▶ **What you have to do**: Please write out all the data that follows exactly, without the pictures.

▶ **Provided records**:
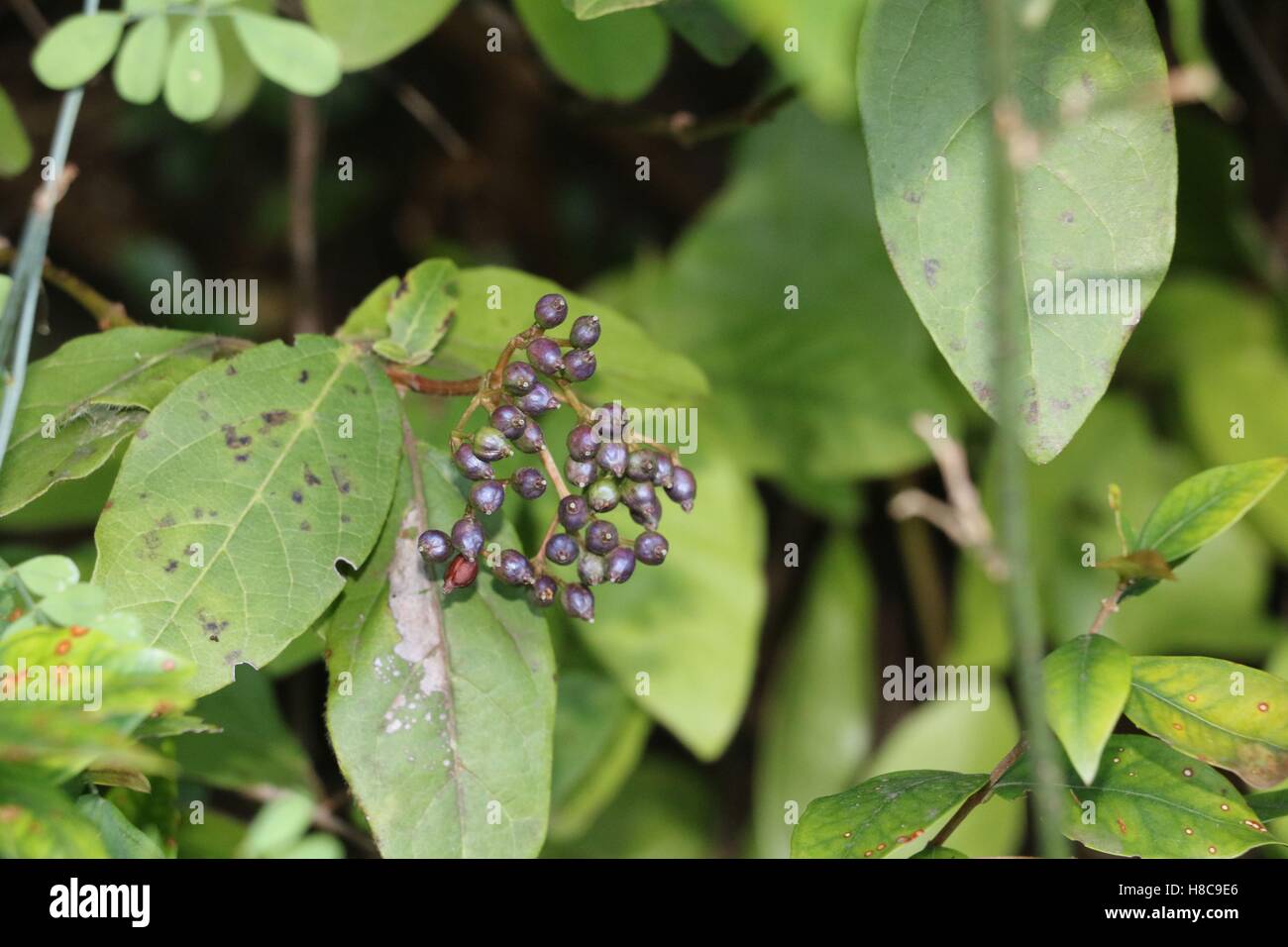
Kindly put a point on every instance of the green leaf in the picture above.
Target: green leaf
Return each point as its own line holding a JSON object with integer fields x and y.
{"x": 244, "y": 744}
{"x": 281, "y": 464}
{"x": 1206, "y": 505}
{"x": 1096, "y": 202}
{"x": 141, "y": 65}
{"x": 372, "y": 33}
{"x": 1269, "y": 805}
{"x": 496, "y": 303}
{"x": 441, "y": 722}
{"x": 1218, "y": 711}
{"x": 194, "y": 76}
{"x": 616, "y": 58}
{"x": 120, "y": 836}
{"x": 590, "y": 9}
{"x": 1087, "y": 682}
{"x": 795, "y": 218}
{"x": 80, "y": 402}
{"x": 76, "y": 50}
{"x": 39, "y": 821}
{"x": 876, "y": 817}
{"x": 14, "y": 146}
{"x": 692, "y": 629}
{"x": 419, "y": 312}
{"x": 1149, "y": 801}
{"x": 816, "y": 718}
{"x": 291, "y": 54}
{"x": 702, "y": 25}
{"x": 597, "y": 741}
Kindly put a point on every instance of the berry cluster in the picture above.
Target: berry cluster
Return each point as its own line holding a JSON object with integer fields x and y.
{"x": 605, "y": 460}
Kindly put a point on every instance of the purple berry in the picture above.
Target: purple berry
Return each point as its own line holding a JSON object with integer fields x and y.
{"x": 683, "y": 488}
{"x": 583, "y": 442}
{"x": 579, "y": 602}
{"x": 550, "y": 311}
{"x": 601, "y": 495}
{"x": 487, "y": 496}
{"x": 579, "y": 365}
{"x": 651, "y": 548}
{"x": 545, "y": 356}
{"x": 574, "y": 513}
{"x": 619, "y": 564}
{"x": 489, "y": 444}
{"x": 469, "y": 464}
{"x": 600, "y": 536}
{"x": 580, "y": 472}
{"x": 515, "y": 569}
{"x": 544, "y": 590}
{"x": 642, "y": 466}
{"x": 468, "y": 536}
{"x": 434, "y": 545}
{"x": 665, "y": 471}
{"x": 562, "y": 549}
{"x": 585, "y": 331}
{"x": 460, "y": 574}
{"x": 612, "y": 457}
{"x": 537, "y": 401}
{"x": 531, "y": 441}
{"x": 509, "y": 420}
{"x": 528, "y": 482}
{"x": 591, "y": 569}
{"x": 518, "y": 377}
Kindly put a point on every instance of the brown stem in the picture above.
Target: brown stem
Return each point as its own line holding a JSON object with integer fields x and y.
{"x": 980, "y": 793}
{"x": 1107, "y": 607}
{"x": 426, "y": 385}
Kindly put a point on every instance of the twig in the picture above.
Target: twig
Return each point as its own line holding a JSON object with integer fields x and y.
{"x": 979, "y": 795}
{"x": 305, "y": 145}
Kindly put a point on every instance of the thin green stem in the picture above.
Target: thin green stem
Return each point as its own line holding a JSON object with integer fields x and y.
{"x": 1021, "y": 596}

▶ **Task output**:
Kindly put a point on every instance of the green leaf in the picture above.
Target: green leaf
Return each point as its own line holding a JSON object with integer fields x and y.
{"x": 244, "y": 744}
{"x": 281, "y": 464}
{"x": 1206, "y": 505}
{"x": 1096, "y": 202}
{"x": 141, "y": 65}
{"x": 372, "y": 33}
{"x": 1269, "y": 805}
{"x": 496, "y": 303}
{"x": 441, "y": 722}
{"x": 1218, "y": 711}
{"x": 194, "y": 76}
{"x": 616, "y": 58}
{"x": 120, "y": 836}
{"x": 590, "y": 9}
{"x": 1087, "y": 682}
{"x": 795, "y": 218}
{"x": 80, "y": 402}
{"x": 76, "y": 50}
{"x": 39, "y": 821}
{"x": 876, "y": 817}
{"x": 14, "y": 146}
{"x": 692, "y": 629}
{"x": 419, "y": 312}
{"x": 1149, "y": 801}
{"x": 816, "y": 718}
{"x": 291, "y": 54}
{"x": 702, "y": 25}
{"x": 597, "y": 741}
Kindly put a point on every instance of the berry cluster in the picture above.
Target: berry cluster
Return each point as its own line holding a JSON object with integer fields x and y.
{"x": 605, "y": 460}
Kindly put a point on every instance of the purple berry in the picture above.
Target: purple berry
Return each point as its own line holding a JSON object with integer fields x and y.
{"x": 683, "y": 488}
{"x": 583, "y": 442}
{"x": 579, "y": 602}
{"x": 550, "y": 311}
{"x": 601, "y": 495}
{"x": 487, "y": 496}
{"x": 579, "y": 365}
{"x": 651, "y": 548}
{"x": 545, "y": 356}
{"x": 574, "y": 513}
{"x": 619, "y": 564}
{"x": 489, "y": 444}
{"x": 469, "y": 464}
{"x": 600, "y": 536}
{"x": 580, "y": 472}
{"x": 515, "y": 569}
{"x": 544, "y": 590}
{"x": 642, "y": 466}
{"x": 468, "y": 536}
{"x": 434, "y": 545}
{"x": 665, "y": 471}
{"x": 562, "y": 549}
{"x": 585, "y": 331}
{"x": 460, "y": 574}
{"x": 612, "y": 457}
{"x": 537, "y": 401}
{"x": 531, "y": 441}
{"x": 509, "y": 420}
{"x": 528, "y": 482}
{"x": 591, "y": 569}
{"x": 518, "y": 377}
Kindly put a point on every instance of the brown stem in the picture above.
Target: brown stem
Return each point as its own line holding a JSON object with integer fields x and y.
{"x": 980, "y": 793}
{"x": 1107, "y": 607}
{"x": 426, "y": 385}
Kindly put a point on every instance of the twig in the picture above.
Target: twig
Return each point as its own line holding a JSON object with integer fields x and y.
{"x": 979, "y": 795}
{"x": 305, "y": 145}
Kindly put a point on every instance of the thin green stem in the picture above.
Target: thin green stem
Return each point as its own line holding a JSON object with integer fields x and y.
{"x": 1021, "y": 596}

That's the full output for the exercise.